**EXERCISE AIM:** Carry on the column about preapproved credit card offers from the point where it stops.
---------- SUPPLIED TEXT
Network World, 11/20/2007


I’m writing this just before Thanksgiving, and one of the many things I’m thankful for is that the major credit-reporting agencies finally understand they were a major part of the identity-theft problem. Things are far from perfect in this area, but there has been a significant, though small, step taken in the right direction.


One of the clear and present dangers of life in the United States (and maybe elsewhere) in recent years has been the ever-increasing flood of “preapproved” credit card applications showing up in our physical mailboxes. Merely discarding them leaves you open to exploit by crooks picking through your trash. Tearing them up does not help reduce the risk.


A year or so ago one of the local TV consumer-advocate reporters ripped up a number of the preapproved forms then taped them together and filled them out with inaccurate information (incorrect postal addresses, for example). She then returned the forms. Most of the banks sent her cards. When asked about the obvious risk in granting a credit card to someone who sent in a taped together application, the banks said they were satisfied that their verification process was just fine (for another example of the same thing, click here).


I’ve tried to use the credit-industry process for opting out of these offers -- twice. The first time was about two years ago, and the second about nine months ago. I do not recall for sure, but I think I used both the Web site and the phone number (1-888-567-8688). I will not claim that these are ways for the people pushing credit cards to find more victims, but I have not seen any reduction in the number of offers. If anything, the number has gone up. I now average about one a day, six days a week. Getting five offers in the same mail delivery the other day prompted me to write this column.
--------------------
---------- SUPPLIED DATA
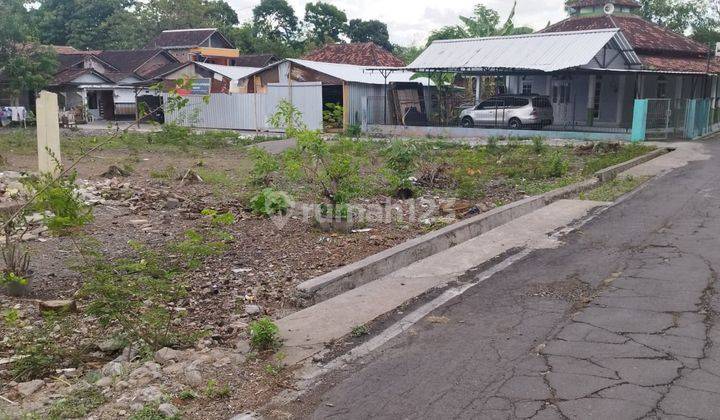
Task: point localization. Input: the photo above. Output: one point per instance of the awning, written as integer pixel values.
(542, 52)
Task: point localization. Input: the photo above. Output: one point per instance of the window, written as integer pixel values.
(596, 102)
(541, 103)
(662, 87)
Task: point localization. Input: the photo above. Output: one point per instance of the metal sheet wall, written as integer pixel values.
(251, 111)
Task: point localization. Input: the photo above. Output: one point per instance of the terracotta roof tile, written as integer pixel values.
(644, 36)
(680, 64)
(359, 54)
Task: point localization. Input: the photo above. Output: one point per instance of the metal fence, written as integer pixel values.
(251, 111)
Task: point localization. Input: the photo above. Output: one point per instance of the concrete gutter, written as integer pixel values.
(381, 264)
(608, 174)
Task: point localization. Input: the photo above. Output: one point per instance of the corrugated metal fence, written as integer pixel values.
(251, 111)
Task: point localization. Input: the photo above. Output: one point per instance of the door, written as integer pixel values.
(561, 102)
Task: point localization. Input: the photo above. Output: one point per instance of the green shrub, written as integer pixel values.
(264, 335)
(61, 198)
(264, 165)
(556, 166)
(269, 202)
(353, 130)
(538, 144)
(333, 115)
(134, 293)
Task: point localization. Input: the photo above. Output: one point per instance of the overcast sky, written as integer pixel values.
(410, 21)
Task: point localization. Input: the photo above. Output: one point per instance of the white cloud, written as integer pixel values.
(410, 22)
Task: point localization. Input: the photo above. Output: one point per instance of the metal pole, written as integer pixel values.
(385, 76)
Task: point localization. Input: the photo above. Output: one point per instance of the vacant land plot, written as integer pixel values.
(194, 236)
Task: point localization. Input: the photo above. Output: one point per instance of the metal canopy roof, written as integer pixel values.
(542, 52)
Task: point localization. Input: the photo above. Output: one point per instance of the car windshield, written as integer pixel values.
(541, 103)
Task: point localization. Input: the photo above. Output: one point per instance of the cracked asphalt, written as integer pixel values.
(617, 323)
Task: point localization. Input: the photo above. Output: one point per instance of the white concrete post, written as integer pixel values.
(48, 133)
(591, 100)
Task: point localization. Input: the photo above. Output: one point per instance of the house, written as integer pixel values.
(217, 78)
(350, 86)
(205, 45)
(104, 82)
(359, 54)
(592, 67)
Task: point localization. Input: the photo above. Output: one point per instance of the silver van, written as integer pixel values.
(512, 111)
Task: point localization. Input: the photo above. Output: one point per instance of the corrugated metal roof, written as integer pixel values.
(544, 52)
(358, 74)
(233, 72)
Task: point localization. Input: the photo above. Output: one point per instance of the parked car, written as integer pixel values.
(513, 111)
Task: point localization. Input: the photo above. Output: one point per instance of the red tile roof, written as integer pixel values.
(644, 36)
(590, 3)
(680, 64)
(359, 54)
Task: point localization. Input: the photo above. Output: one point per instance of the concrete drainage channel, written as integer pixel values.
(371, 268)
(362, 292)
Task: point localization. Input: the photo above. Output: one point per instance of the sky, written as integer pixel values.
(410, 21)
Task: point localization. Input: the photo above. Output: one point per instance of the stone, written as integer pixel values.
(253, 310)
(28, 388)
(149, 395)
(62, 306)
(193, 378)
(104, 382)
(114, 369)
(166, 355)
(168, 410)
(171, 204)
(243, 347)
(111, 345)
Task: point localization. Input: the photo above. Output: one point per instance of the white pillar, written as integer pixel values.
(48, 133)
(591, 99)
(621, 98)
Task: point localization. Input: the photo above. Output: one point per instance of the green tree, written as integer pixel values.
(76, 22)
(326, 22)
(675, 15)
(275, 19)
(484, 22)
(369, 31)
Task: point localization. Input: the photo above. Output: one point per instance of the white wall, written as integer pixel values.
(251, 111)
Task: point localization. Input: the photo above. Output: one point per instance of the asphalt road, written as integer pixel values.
--------------------
**WRITTEN RESPONSE:**
At least 39 states have passed laws that require credit bureaus to offer individuals the ability to place a security freeze on their credit records that will block such preapproved offers and generally block people from getting credit cards in your name. It took a long time to get that far -- with the bureaus fighting against the idea every step of the way. But finally, even the credit bureaus began to get the message, and now the three major ones have “voluntarily” agreed to offer this ability in all states.


Naturally, they charge money to stop violating your ability to safeguard yourself, but at least everyone can now get a little protection from credit-card companies that sent more than five billion offers in 2005 and would gladly send a card in your name to the three-year-old golden retriever down the street (for more information, click here).


I may have to wait until Feb 3, 2008, for the Massachusetts law to take effect -- I’m checking that out now. But if that is the case, the credit bureaus will receive letters from me on Feb. 4 (the 3rd is a Sunday) exercising my right to not have them risk my financial future in order to get richer.


Disclaimer: Harvard, as a nonperson, faces different threats and has not commented on this topic, so the above is my own expression of limited thankfulness.